Records supplied
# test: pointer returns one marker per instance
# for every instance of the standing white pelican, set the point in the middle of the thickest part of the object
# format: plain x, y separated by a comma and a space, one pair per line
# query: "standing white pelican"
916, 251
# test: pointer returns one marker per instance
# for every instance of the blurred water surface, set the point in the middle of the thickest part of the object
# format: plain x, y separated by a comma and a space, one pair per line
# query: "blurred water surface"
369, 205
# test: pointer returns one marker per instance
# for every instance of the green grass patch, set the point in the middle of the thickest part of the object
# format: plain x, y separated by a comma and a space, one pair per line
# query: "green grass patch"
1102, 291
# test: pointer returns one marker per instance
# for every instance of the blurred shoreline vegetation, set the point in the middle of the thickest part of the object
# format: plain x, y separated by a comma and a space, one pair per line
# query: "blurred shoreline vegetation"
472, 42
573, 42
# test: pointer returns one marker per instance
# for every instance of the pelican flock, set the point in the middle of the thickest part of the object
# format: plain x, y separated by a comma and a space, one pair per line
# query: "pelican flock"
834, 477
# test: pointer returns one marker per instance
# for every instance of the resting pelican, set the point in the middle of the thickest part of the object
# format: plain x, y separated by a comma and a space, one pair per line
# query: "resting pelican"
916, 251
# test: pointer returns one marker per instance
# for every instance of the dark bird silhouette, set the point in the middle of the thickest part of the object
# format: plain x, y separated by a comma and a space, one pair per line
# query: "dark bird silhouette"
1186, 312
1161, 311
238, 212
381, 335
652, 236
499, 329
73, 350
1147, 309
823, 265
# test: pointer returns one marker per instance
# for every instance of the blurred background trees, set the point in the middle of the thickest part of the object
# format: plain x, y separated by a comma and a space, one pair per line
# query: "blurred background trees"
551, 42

Goal
Pick out every line in the items above that contains the word "blurred".

Answer to this task
# for every instance of the blurred water surface, set the point in the middle of the thickest part of the object
# query: "blurred water surface"
# for every instance of the blurred shoreline vegetation, set the point in the middle of the thickest part of the object
# query: "blurred shoreline vegetation"
# for every instance of the blurred background trees, set the point in the middle of the thickest part of the object
# query: "blurred background trees"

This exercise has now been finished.